> _Problem details_
Swap "ocean" for "sea" throughout the records below and give back every line otherwise unchanged, leaving out the pictures.

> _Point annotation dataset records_
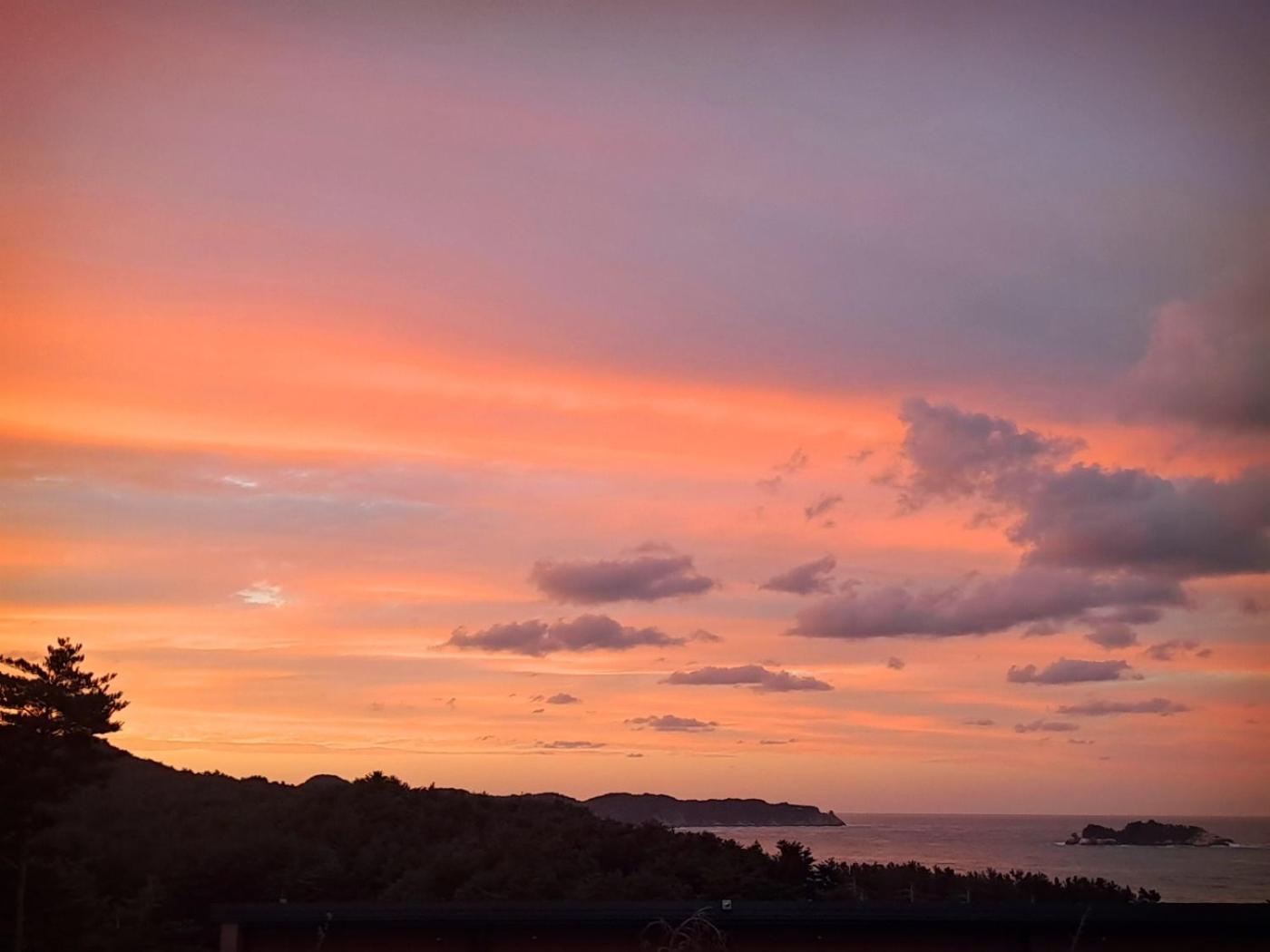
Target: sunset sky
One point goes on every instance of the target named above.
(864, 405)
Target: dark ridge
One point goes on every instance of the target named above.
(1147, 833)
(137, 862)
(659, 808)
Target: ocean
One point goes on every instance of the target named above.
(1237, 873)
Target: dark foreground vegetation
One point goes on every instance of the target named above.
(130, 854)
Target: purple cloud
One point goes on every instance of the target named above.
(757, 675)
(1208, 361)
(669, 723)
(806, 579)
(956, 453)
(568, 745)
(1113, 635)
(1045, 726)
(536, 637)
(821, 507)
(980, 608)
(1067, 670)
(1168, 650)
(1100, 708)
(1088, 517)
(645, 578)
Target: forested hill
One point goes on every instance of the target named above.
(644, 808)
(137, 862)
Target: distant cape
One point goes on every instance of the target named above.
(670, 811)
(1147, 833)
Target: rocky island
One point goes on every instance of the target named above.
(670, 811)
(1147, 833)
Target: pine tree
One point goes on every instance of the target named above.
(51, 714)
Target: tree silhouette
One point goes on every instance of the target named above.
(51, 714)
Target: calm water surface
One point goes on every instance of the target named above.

> _Task answer_
Target: sunset sky
One point goes on every instance of the target named above.
(864, 405)
Target: dark ridge
One point goes on every instance of the target named above.
(1147, 833)
(137, 862)
(659, 808)
Target: sea
One point goes on every instance of the target named above.
(1237, 873)
Target: dark foreground vegetation
One point goes on every instance of the target named above.
(130, 854)
Target: purple cloud
One point goes on every instance of the target named above.
(757, 675)
(1208, 361)
(669, 723)
(806, 579)
(956, 453)
(568, 745)
(1113, 635)
(1045, 726)
(536, 637)
(821, 507)
(980, 608)
(1067, 670)
(1168, 650)
(1100, 708)
(1088, 517)
(645, 578)
Target: forested hill
One point goes on every instance of the target named above.
(644, 808)
(137, 862)
Target: distant cape
One point goes on every instance of the target named above.
(670, 811)
(1147, 833)
Target: rocky island
One point goes on every instance of the target named above.
(670, 811)
(1147, 833)
Target: pine tree
One point goes on every instance of the target named above.
(51, 714)
Target: tree silhouette
One point goes on every instance of the target named above.
(51, 714)
Target: calm water surface
One point goes on every instance of the target named above.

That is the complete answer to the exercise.